__RECORDS SUPPLIED__:
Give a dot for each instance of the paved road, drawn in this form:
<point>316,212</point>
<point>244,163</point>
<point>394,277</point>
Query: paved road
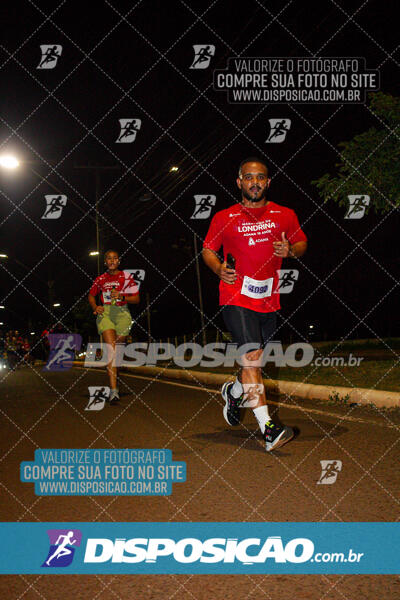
<point>229,478</point>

__SET PROBLEM__: Output every line of the material above as a Markdown table with columns titled "Row" and "Line", numbering the rows and skipping blank lines. Leave the pictures out.

__TASK RESPONSE__:
| Row | Line |
|---|---|
| 1 | Give a dot for each instance of the paved road, drawn in this form: |
| 2 | <point>316,212</point> |
| 3 | <point>244,163</point> |
| 4 | <point>394,277</point> |
| 5 | Query: paved road |
| 6 | <point>229,478</point> |